** begin SOURCE **
I returned from my first writer’s retreat filled with inspiration, motivation, a sense of accomplishment, and warm feelings. The retreat, which took place from Nov. 14-21, in historic Salem, MA, was intended as a reunion for those who attended the 2014 Writer Unboxed Un-Conference last November in Salem.

The John Edwards House, a rambling, three-story home built in 1846, was the site as 12 writers gathered for a week of writing, sharing, laughter, and cooking. My biggest takeaway was this: if you are going to attend a writer’s retreat, do it with people you already know. The comfort level  already established leads to deep conversations and uninhibited sharing.

Two common rooms became the headquarters for writing. Many of us arrived with specific goals, such as to write 10,000 words or to finish a work-in-progress. Most of us achieved our goals, but we got so much more out of this retreat.

The kitchen was the communal gathering place, where we shared our personal stories of life, love, loss, redemption, and pride in our achievements. There were heartwarming and heartwrenching moments. Fellow public policy junkie Gretchen Riddle and I even solved all the world’s problems over coffee each morning.

I had intended in this blog post to share with you some lessons and there were many. Among them were: set goals, take advantage of the opportunity to share with and learn from other writers, set aside specific times to check in with loved ones, and leave work behind. I didn’t do such a great job on the last one.
** end SOURCE **
** begin DATA ROWS **
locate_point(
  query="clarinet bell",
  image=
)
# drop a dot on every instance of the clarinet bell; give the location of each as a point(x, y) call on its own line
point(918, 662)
** end DATA ROWS **
** begin DATA ROWS **
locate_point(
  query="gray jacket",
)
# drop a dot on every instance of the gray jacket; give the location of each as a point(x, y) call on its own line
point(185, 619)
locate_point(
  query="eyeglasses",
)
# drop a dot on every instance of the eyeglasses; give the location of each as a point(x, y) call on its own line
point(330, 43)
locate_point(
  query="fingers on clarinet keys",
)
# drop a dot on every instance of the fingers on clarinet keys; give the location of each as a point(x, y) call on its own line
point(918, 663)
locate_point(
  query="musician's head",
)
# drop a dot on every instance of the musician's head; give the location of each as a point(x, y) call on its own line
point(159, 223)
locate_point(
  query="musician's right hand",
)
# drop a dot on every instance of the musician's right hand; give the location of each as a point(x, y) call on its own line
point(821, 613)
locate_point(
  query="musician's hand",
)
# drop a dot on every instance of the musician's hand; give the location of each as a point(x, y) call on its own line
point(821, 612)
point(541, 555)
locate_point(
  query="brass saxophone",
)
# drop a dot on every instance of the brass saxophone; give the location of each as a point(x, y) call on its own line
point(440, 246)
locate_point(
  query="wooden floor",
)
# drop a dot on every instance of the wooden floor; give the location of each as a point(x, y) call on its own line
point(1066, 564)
** end DATA ROWS **
** begin DATA ROWS **
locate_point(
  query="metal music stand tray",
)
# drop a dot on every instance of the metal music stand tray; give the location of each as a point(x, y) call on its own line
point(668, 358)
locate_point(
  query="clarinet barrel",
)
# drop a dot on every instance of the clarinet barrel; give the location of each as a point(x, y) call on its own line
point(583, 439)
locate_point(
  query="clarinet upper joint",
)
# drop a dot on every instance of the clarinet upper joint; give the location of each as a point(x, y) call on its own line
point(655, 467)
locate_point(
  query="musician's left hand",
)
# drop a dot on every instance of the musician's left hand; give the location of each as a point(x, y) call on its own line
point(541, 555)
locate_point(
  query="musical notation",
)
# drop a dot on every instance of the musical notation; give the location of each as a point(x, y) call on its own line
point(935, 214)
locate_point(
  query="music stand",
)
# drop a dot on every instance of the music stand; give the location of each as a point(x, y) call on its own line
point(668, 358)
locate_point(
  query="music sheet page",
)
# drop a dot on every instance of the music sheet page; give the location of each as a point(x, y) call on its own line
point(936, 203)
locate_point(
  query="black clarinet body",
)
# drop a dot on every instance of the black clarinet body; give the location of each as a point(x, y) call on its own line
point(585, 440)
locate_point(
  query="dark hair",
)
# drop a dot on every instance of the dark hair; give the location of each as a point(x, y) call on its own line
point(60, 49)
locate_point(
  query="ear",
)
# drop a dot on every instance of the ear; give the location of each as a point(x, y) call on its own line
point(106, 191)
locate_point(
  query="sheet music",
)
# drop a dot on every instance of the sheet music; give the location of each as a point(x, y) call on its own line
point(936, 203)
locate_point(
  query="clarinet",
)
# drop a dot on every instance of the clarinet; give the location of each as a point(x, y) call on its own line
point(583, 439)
** end DATA ROWS **
PROBLEMS TO SOLVE:
[A] Please reproduce the stretch of the writer's retreat post from "Two common rooms" through "coffee each morning.".
[B] According to the writer's retreat post, in what year was the John Edwards House built?
[C] Write what comes next in the writer's retreat post, picking up after its final sentence.

RESPONSES:
[A]
Two common rooms became the headquarters for writing. Many of us arrived with specific goals, such as to write 10,000 words or to finish a work-in-progress. Most of us achieved our goals, but we got so much more out of this retreat.

The kitchen was the communal gathering place, where we shared our personal stories of life, love, loss, redemption, and pride in our achievements. There were heartwarming and heartwrenching moments. Fellow public policy junkie Gretchen Riddle and I even solved all the world’s problems over coffee each morning.

[B] 1846

[C]
More important than the lessons learned were the bonds of friendship, which were strengthened during the past seven days. We writers are a peculiar lot. Nobody really understands us except for other writers. The opportunity to engage in intense dialogue about our writer challenges with people who “get” us and to tap into deep emotions were the greatest benefits of the retreat.

One more lesson I learned, and it’s perhaps the greatest one, was not to miss the chance to have fun. We did readings one night, told stories, attended a reception at a colleague’s lovely home (thanks, Brunonia Barry), and even had a sing-along one evening capped by an epic renditon of Bohemian Rhapsody by Amy Rachiele and Theresa Guzman Stokes. Our voices may not have been ready for prime time, but the fine guitar work by Sean Walsh and Lancelot Schaubert made us sound passable.

 The point of a writer’s retreat is to get writing done, but you are missing out if you do not take full advantage of the opportunity to commune with other writers. 

I want to thank everyone who attended and especially Therese and Sean Walsh and Heather Webb for their organizational work. I can’t wait for the 2016 Writer Unboxed Un-Conference.